- _Exercise_: Find "of the woman's" in the material below, then copy that line and every subsequent line to the end, exactly.

- _Data provided_:
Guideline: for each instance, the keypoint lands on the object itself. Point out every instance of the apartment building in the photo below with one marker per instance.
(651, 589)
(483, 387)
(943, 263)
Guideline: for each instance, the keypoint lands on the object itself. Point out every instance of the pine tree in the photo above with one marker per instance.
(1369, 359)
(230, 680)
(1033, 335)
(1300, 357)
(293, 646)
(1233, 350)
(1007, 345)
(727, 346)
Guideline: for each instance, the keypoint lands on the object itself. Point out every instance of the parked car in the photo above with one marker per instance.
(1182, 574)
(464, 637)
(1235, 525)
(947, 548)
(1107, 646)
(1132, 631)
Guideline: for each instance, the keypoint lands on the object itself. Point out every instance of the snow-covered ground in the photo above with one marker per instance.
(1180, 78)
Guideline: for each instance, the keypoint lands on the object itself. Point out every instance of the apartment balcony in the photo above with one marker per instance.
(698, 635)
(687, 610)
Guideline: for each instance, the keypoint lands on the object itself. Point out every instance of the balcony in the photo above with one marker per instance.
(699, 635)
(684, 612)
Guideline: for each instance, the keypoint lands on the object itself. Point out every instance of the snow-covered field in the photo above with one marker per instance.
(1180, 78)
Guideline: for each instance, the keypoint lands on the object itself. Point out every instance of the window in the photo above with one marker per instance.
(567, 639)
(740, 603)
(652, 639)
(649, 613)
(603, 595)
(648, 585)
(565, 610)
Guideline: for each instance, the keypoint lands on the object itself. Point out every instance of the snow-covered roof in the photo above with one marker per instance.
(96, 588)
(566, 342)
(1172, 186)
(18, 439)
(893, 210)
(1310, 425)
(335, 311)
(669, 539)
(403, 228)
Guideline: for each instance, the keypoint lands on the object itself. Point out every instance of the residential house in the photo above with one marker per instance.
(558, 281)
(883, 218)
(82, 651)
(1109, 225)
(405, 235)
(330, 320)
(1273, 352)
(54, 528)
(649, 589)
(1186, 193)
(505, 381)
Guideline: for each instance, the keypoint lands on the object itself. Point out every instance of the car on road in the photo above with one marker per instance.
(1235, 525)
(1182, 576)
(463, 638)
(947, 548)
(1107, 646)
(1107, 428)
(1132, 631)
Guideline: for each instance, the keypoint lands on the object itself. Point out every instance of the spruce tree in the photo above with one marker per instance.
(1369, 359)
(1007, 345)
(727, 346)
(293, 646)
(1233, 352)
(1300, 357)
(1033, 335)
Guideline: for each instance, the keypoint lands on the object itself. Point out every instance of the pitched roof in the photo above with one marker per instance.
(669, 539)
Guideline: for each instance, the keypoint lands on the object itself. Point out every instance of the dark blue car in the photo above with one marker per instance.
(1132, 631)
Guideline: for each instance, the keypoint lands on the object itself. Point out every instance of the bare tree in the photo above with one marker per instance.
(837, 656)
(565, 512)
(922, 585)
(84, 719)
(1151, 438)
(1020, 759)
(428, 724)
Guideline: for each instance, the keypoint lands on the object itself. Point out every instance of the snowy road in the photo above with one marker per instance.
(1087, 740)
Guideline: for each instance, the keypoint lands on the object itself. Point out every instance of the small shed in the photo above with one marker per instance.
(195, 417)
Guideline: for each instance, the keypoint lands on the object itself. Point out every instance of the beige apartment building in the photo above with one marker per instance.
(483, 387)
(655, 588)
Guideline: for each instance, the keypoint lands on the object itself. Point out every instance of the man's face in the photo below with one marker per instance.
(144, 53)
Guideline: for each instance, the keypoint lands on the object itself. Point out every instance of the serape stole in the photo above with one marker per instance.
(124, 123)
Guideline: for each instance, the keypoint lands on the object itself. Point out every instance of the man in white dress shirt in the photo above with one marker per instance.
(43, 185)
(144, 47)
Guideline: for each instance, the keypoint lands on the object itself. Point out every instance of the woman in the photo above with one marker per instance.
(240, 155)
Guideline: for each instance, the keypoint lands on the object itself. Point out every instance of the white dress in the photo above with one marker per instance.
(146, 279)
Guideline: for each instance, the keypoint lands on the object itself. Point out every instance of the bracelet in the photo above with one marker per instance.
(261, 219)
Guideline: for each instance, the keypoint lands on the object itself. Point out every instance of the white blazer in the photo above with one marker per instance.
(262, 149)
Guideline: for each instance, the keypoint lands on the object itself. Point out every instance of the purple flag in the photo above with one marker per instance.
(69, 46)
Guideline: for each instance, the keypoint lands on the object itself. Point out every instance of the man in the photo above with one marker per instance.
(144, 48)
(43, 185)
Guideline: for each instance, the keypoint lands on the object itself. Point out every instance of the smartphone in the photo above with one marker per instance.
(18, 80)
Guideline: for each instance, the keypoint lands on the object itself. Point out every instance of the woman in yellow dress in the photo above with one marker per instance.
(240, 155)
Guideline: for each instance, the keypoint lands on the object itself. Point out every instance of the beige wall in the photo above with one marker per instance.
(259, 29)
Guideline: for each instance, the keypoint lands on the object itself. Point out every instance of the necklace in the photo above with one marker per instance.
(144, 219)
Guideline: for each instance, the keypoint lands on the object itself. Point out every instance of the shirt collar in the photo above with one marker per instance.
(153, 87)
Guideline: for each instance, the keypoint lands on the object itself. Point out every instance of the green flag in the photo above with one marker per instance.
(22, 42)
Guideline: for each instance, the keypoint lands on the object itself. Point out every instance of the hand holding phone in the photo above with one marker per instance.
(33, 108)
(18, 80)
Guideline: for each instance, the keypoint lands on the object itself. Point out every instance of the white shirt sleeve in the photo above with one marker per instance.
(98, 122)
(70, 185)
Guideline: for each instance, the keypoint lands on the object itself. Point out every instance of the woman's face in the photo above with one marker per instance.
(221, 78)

- _Result of this exercise_:
Guideline: for each instance, the keypoint lands on the object itself. Point out every instance of the woman's face in the photo above with one marker per instance.
(221, 78)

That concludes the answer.